** start of DATA EXTRACT **

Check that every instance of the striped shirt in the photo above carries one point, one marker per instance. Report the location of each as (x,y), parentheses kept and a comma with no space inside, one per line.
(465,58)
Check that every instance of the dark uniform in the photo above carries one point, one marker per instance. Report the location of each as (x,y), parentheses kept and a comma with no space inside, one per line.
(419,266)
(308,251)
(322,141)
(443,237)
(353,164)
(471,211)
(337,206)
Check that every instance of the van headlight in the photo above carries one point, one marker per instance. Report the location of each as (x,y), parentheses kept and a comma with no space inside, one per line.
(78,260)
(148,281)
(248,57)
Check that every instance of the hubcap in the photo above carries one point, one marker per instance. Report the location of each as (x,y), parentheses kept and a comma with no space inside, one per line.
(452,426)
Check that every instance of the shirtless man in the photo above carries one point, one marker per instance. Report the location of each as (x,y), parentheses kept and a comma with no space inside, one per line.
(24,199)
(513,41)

** end of DATA EXTRACT **
** start of DATA EXTRACT **

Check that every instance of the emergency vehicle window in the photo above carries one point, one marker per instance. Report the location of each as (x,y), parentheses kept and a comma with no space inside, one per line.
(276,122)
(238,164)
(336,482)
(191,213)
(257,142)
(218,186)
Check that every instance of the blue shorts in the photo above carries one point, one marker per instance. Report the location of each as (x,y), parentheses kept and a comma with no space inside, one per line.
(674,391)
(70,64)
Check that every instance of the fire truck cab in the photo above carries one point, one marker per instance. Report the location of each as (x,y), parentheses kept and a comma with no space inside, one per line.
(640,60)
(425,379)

** end of DATA EXTRACT **
** start of DATA EXTRACT **

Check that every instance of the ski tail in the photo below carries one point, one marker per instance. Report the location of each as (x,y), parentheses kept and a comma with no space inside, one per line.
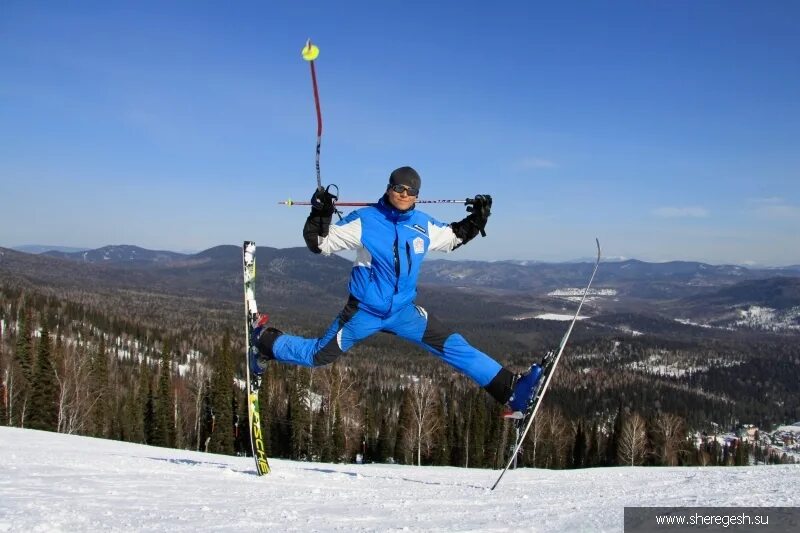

** end of DATA EXTRACT **

**WHAT YOU WILL DO**
Gather every line of the material above that contains the word "dark", and copy each such line in full.

**WRITTEN RESPONSE**
Check that every instance of the dark uniform in the photo above carries one point, one marker per instance. Report the location of each as (x,y), parentheses kept and a comma with no space inside, one per line.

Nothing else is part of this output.